**SUPPLIED ENTRIES:**

______

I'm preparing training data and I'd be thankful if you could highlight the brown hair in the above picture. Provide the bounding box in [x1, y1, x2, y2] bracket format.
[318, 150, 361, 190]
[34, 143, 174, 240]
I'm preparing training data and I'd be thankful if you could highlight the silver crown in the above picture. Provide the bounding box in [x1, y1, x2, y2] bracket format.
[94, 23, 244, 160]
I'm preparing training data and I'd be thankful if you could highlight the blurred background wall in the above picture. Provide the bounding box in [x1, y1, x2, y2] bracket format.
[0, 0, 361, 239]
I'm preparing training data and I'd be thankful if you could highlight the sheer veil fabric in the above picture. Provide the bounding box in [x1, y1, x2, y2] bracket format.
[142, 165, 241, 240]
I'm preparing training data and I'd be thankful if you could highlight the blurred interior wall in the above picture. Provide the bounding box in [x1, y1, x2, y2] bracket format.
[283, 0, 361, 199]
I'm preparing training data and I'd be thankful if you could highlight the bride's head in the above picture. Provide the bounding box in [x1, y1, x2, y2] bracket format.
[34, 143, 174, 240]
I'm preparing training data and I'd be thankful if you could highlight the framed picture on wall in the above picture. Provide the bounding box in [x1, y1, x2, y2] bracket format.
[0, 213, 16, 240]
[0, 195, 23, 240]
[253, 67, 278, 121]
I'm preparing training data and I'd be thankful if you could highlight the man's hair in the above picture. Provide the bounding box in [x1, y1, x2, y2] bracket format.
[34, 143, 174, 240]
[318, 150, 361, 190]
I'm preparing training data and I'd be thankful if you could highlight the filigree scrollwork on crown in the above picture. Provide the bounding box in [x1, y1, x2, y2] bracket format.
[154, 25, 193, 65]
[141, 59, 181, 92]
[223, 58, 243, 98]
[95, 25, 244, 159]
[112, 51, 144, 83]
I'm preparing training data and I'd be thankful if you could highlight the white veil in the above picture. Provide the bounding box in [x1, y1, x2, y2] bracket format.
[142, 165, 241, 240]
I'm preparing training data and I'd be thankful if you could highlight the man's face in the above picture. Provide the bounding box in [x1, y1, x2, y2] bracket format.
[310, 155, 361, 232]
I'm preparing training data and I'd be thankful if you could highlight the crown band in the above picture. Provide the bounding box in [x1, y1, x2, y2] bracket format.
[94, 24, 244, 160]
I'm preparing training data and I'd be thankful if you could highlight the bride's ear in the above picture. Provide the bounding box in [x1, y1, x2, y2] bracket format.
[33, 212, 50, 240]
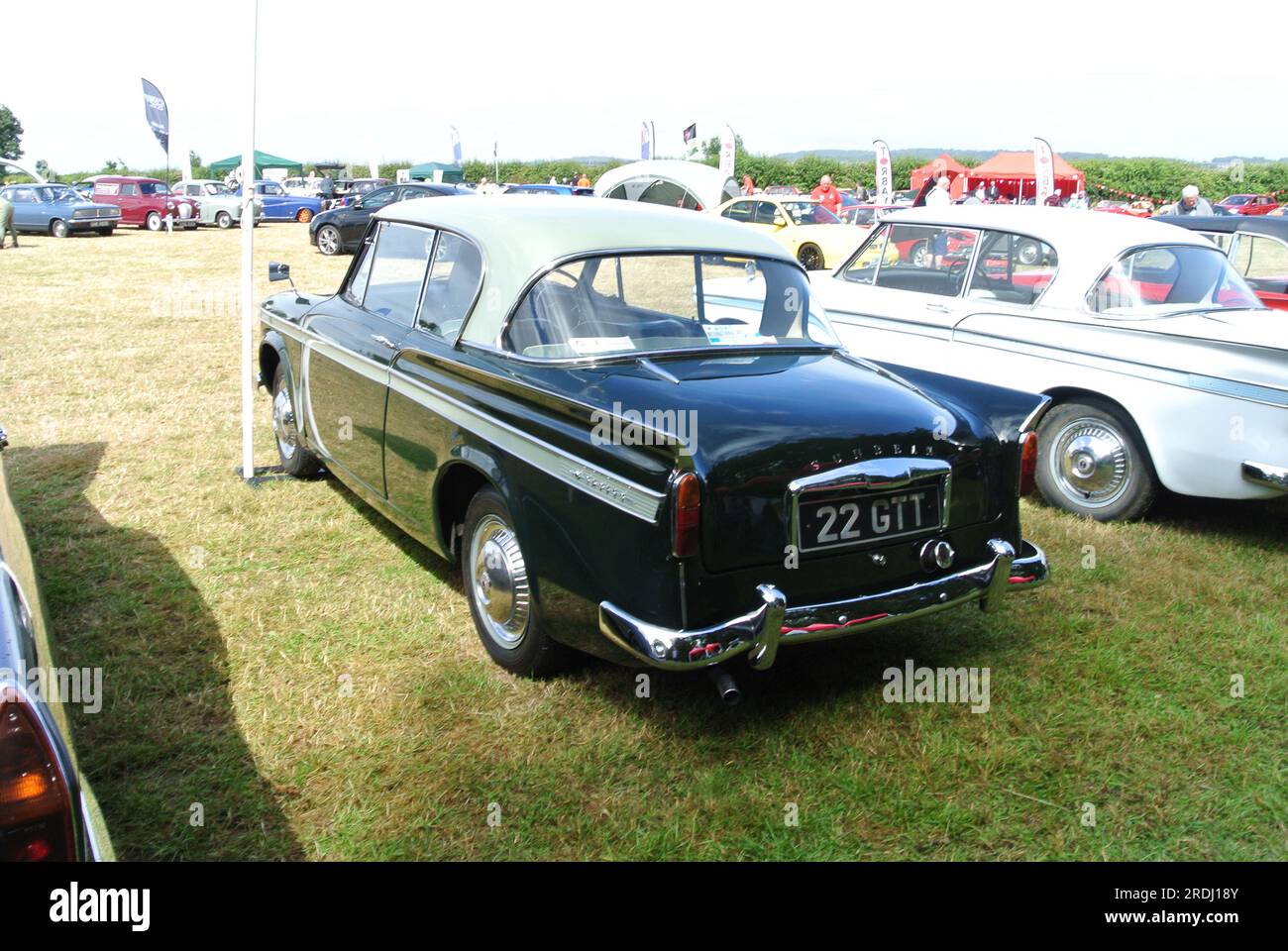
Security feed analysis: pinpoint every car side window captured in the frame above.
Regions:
[876,224,979,297]
[362,222,434,327]
[343,232,376,307]
[842,224,890,283]
[1233,233,1288,278]
[966,231,1060,307]
[417,231,483,339]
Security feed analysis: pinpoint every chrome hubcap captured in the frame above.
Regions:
[273,386,300,460]
[1050,417,1130,508]
[468,515,532,651]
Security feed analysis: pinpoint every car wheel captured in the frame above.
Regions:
[461,485,563,677]
[273,364,322,478]
[796,245,823,270]
[1037,399,1158,522]
[318,224,340,257]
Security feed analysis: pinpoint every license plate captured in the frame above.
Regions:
[798,485,943,552]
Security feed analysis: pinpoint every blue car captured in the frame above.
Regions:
[502,184,595,196]
[235,180,322,222]
[0,181,121,237]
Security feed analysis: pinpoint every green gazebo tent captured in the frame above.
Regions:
[210,149,304,178]
[407,162,465,181]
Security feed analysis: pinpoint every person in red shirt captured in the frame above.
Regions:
[808,175,841,215]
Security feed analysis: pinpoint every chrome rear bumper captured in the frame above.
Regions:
[1243,463,1288,492]
[599,539,1050,670]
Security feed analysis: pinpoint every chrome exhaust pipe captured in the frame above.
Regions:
[707,664,742,706]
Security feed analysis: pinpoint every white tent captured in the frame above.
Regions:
[595,158,742,211]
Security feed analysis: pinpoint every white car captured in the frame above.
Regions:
[810,206,1288,521]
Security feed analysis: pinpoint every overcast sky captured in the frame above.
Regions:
[0,0,1288,171]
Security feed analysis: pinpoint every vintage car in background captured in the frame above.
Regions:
[0,429,113,862]
[0,181,121,237]
[280,176,326,198]
[171,178,265,228]
[595,158,742,211]
[309,181,474,257]
[233,179,322,223]
[716,193,864,270]
[259,196,1048,694]
[1216,194,1279,215]
[94,175,201,231]
[811,205,1288,521]
[1154,215,1288,310]
[501,181,595,198]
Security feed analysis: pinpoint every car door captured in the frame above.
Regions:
[812,222,980,361]
[303,222,434,497]
[385,231,483,534]
[340,188,398,245]
[9,185,40,231]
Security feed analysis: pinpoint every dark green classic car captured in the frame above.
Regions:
[259,196,1047,695]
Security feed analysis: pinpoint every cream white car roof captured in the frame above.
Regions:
[375,194,796,342]
[881,205,1214,310]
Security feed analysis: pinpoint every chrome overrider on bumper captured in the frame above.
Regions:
[1243,462,1288,492]
[599,539,1050,670]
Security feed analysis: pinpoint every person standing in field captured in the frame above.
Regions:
[926,175,953,207]
[810,175,841,215]
[0,194,18,250]
[1176,185,1215,215]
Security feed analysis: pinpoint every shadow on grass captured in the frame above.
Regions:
[5,443,303,860]
[1146,492,1288,553]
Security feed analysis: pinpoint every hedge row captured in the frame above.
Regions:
[27,152,1288,201]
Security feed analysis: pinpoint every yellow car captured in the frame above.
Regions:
[716,194,868,270]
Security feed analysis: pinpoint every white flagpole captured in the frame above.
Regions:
[241,0,259,479]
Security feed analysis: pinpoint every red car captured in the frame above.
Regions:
[1218,194,1279,215]
[94,175,201,231]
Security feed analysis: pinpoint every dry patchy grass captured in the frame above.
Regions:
[0,224,1288,858]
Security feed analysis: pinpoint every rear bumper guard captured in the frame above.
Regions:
[599,539,1050,670]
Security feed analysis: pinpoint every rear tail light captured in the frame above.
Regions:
[671,472,702,558]
[1020,433,1038,496]
[0,687,76,862]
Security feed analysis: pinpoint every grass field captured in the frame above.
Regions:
[0,224,1288,860]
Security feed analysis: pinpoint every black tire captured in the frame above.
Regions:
[796,245,823,270]
[273,364,322,479]
[317,224,344,258]
[1037,397,1158,522]
[461,485,567,678]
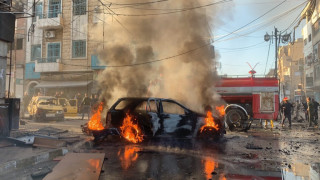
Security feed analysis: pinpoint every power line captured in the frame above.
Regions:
[263,41,271,75]
[60,0,286,68]
[100,0,232,17]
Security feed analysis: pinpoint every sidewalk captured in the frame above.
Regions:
[0,142,68,174]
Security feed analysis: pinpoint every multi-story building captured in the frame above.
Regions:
[278,38,304,101]
[25,0,104,98]
[6,18,27,98]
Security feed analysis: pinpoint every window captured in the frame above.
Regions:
[32,2,43,22]
[48,0,61,18]
[308,34,311,42]
[31,44,41,61]
[72,40,86,58]
[16,38,23,50]
[47,43,60,62]
[73,0,87,16]
[162,101,185,115]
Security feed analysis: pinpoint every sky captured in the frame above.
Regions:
[212,0,308,75]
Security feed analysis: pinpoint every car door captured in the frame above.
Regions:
[160,100,194,137]
[68,99,78,115]
[146,98,162,136]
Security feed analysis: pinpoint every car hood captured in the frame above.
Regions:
[37,105,63,111]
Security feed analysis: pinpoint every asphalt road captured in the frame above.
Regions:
[8,118,320,179]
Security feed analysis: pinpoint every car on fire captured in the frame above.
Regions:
[99,98,225,143]
[28,96,64,121]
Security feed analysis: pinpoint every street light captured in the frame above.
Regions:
[264,33,270,41]
[264,28,291,78]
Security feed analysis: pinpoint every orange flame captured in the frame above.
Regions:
[88,102,105,130]
[200,111,219,132]
[216,105,226,116]
[120,113,143,143]
[118,146,140,169]
[202,157,218,179]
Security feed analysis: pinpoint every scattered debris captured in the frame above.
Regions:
[44,153,105,180]
[20,120,27,125]
[0,138,15,148]
[211,171,218,175]
[53,156,64,161]
[8,136,34,145]
[33,137,67,148]
[35,127,69,136]
[246,143,263,149]
[31,167,52,179]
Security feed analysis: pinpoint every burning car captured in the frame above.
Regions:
[28,96,64,121]
[88,98,225,143]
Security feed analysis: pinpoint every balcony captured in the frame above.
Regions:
[35,59,62,72]
[36,13,63,30]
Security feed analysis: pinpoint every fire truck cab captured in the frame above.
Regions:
[216,76,279,130]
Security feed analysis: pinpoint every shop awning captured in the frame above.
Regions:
[35,81,92,88]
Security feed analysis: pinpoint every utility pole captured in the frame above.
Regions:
[274,28,278,79]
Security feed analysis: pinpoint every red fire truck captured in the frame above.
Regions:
[216,76,279,130]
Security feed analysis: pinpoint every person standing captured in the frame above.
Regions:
[281,97,293,128]
[74,92,82,114]
[81,93,91,120]
[91,94,99,111]
[312,99,319,126]
[307,97,318,127]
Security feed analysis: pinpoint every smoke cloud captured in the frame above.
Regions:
[93,0,232,111]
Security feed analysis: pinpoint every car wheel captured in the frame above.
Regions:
[226,109,246,131]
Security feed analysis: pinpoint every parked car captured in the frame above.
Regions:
[106,98,225,139]
[28,96,64,120]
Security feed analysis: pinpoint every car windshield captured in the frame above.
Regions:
[39,98,56,105]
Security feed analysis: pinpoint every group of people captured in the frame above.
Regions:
[22,91,99,119]
[280,97,319,128]
[74,92,99,120]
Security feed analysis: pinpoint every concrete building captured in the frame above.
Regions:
[278,38,304,101]
[24,0,105,98]
[6,18,27,98]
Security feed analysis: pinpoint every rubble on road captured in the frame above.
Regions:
[44,153,105,180]
[246,143,263,149]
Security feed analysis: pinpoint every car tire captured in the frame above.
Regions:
[226,109,247,131]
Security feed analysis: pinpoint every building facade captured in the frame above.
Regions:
[301,0,320,101]
[24,0,104,98]
[278,38,304,101]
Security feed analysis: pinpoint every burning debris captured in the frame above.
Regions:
[200,111,219,133]
[120,113,143,143]
[88,102,105,130]
[83,98,225,143]
[92,1,224,112]
[216,105,226,117]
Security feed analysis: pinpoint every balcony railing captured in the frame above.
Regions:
[36,11,63,29]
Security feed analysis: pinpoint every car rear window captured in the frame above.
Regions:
[114,99,132,110]
[162,101,185,115]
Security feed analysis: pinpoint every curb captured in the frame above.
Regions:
[0,148,68,174]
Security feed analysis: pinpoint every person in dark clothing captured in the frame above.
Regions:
[312,99,319,126]
[81,93,91,120]
[74,92,82,114]
[307,97,318,127]
[302,101,309,121]
[91,94,99,111]
[281,97,293,128]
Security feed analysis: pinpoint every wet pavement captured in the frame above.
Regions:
[0,119,320,180]
[75,121,320,180]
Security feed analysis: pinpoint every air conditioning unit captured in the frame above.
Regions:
[44,31,56,38]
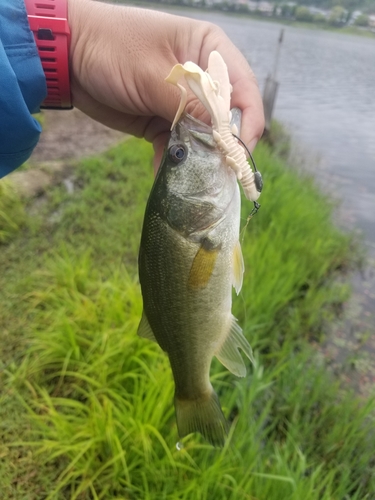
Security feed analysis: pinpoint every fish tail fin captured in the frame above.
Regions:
[174,388,227,448]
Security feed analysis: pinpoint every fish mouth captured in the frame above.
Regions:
[169,113,216,153]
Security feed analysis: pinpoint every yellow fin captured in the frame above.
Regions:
[188,243,218,288]
[232,241,245,295]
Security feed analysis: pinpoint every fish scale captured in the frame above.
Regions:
[138,115,252,446]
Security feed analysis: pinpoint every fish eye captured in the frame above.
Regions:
[168,144,187,163]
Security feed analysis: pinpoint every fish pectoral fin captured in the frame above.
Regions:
[215,316,254,377]
[188,238,220,289]
[137,311,157,343]
[232,241,245,295]
[174,387,227,448]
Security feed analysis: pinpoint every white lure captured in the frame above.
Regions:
[165,51,260,201]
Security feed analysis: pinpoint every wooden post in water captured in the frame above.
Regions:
[263,29,284,134]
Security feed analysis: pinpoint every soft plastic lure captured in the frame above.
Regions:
[166,51,262,202]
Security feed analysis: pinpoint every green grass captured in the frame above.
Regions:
[0,140,375,500]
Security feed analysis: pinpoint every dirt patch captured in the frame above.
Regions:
[9,109,125,197]
[30,109,124,166]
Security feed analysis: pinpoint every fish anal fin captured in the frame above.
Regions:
[215,316,254,377]
[188,240,219,289]
[232,241,245,295]
[174,387,227,448]
[137,311,158,343]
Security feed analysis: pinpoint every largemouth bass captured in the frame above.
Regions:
[138,114,252,446]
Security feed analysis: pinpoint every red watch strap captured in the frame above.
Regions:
[25,0,73,109]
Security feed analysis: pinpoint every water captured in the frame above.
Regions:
[158,10,375,393]
[162,10,375,248]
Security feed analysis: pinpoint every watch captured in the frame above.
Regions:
[24,0,73,109]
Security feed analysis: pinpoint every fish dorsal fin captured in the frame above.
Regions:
[137,311,157,343]
[215,316,254,377]
[188,239,219,289]
[232,241,245,295]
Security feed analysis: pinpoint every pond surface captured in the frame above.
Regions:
[159,9,375,392]
[176,11,375,248]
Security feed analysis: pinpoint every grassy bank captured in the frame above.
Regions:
[0,140,375,500]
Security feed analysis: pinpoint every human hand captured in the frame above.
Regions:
[68,0,264,165]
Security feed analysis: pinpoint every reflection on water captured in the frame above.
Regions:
[159,11,375,393]
[170,11,375,248]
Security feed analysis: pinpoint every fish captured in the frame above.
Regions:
[138,52,262,447]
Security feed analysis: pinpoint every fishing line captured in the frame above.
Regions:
[232,133,260,243]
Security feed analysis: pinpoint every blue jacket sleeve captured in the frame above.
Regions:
[0,0,47,178]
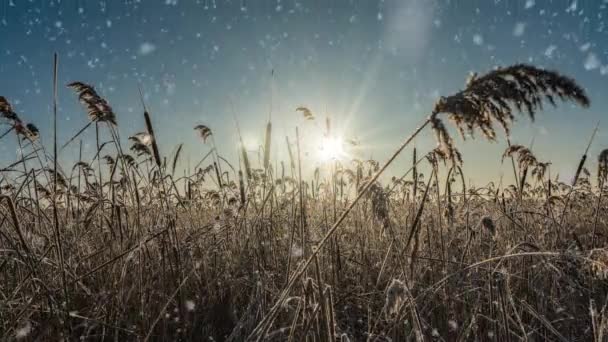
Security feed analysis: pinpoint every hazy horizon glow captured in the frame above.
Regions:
[0,0,608,185]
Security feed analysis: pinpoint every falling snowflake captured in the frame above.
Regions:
[139,42,156,56]
[473,34,483,45]
[584,53,601,70]
[513,22,526,37]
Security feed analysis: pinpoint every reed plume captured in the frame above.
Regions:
[68,82,116,125]
[430,64,590,161]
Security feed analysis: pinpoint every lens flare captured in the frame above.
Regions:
[319,137,346,161]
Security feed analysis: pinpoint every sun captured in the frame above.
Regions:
[319,137,346,161]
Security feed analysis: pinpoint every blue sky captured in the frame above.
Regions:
[0,0,608,185]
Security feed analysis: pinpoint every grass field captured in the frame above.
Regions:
[0,65,608,342]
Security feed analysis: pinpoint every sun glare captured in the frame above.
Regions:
[319,137,346,161]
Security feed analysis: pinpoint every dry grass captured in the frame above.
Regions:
[0,65,608,341]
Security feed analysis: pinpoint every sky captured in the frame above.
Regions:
[0,0,608,185]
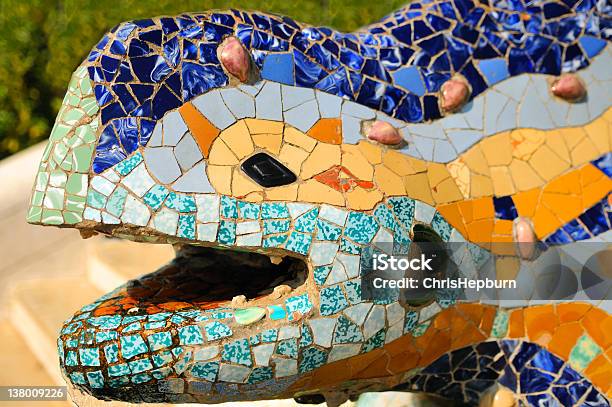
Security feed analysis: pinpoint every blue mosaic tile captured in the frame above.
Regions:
[493,196,518,220]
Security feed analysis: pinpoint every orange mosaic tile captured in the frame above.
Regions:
[524,305,558,346]
[547,321,584,360]
[178,103,219,157]
[582,308,612,349]
[508,309,525,338]
[308,118,342,144]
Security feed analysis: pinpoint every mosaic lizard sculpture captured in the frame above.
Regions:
[28,0,612,406]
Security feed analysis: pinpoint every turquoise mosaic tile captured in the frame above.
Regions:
[340,237,361,254]
[79,348,100,366]
[176,215,196,240]
[221,339,253,366]
[165,192,197,213]
[262,235,287,247]
[319,285,348,315]
[344,212,378,244]
[70,372,87,384]
[247,366,274,384]
[142,184,170,210]
[108,363,131,377]
[152,350,173,367]
[217,219,236,244]
[342,280,363,305]
[361,328,386,353]
[96,331,118,343]
[132,373,152,384]
[113,152,142,176]
[178,325,204,345]
[314,265,332,285]
[238,201,261,219]
[387,196,415,230]
[261,329,278,343]
[190,362,219,382]
[65,350,79,366]
[299,347,327,373]
[285,294,312,321]
[120,335,148,359]
[147,332,172,350]
[220,195,238,219]
[87,188,106,209]
[285,232,312,255]
[128,358,153,374]
[263,219,291,235]
[404,311,419,333]
[334,315,363,343]
[293,208,319,233]
[268,305,287,321]
[316,219,342,241]
[299,324,313,349]
[87,370,104,389]
[204,321,232,341]
[261,202,289,219]
[431,212,452,242]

______

Rewrite the records from the line containing "Security feed analysis: pinpoint every wooden" through the line containing "[24,0,73,109]", replacing "captured" with "visible" and leaving everything else unchanged. Give only those lines.

**WRITTEN SOLUTION:**
Security feed analysis: pinpoint every wooden post in water visible in the frame above.
Regions:
[263,29,284,134]
Security feed analysis: pinpoint every soft plastic lure visible in the frame above.
Regions:
[166,51,262,202]
Security feed analysis: pinpoint every green grass visible in the frame above.
Regions:
[0,140,375,500]
Security feed analysis: pinpoint every dirt patch visible in the frame above.
Regions:
[9,109,125,197]
[30,109,124,166]
Security feed analysis: pinpoint every fish anal fin visible in the frame above.
Regions:
[215,316,254,377]
[188,240,219,289]
[232,241,245,295]
[174,387,227,448]
[137,311,158,343]
Security feed analysis: pinpoint every largemouth bass visible in the frame above.
Regions:
[138,114,252,446]
Security feed analysis: pinpoint every red watch strap visible in the frame above.
Regions:
[25,0,73,109]
Security feed analysis: pinpoint every water visible in the frame above.
Regions:
[158,10,375,393]
[162,10,375,248]
Security feed analysis: pinpoint every watch visible in the frame above.
Regions:
[24,0,73,109]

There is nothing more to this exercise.